- [What needs to be done]: Please repeat the lines below, exactly and only, from the one that holds "Query: snowy slope" through the one that holds "Query: snow-covered mountain".

- [Data in this exercise]:
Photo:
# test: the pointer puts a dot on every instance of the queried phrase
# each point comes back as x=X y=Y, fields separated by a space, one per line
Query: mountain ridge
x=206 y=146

...

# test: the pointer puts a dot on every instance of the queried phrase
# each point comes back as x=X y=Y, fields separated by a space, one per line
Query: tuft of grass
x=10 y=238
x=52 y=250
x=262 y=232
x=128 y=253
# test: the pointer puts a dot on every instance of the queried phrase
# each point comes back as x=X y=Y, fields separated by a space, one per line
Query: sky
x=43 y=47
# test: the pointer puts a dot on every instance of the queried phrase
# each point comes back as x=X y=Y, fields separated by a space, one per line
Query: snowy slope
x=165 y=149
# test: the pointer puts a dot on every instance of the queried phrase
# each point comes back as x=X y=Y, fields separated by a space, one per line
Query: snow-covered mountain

- [Task output]:
Query: snowy slope
x=165 y=149
# test: the pointer puts a dot on every instance of the queried phrase
# each point comes back as x=X y=Y, fields separated by a space, one per line
Query: snow-covered mountain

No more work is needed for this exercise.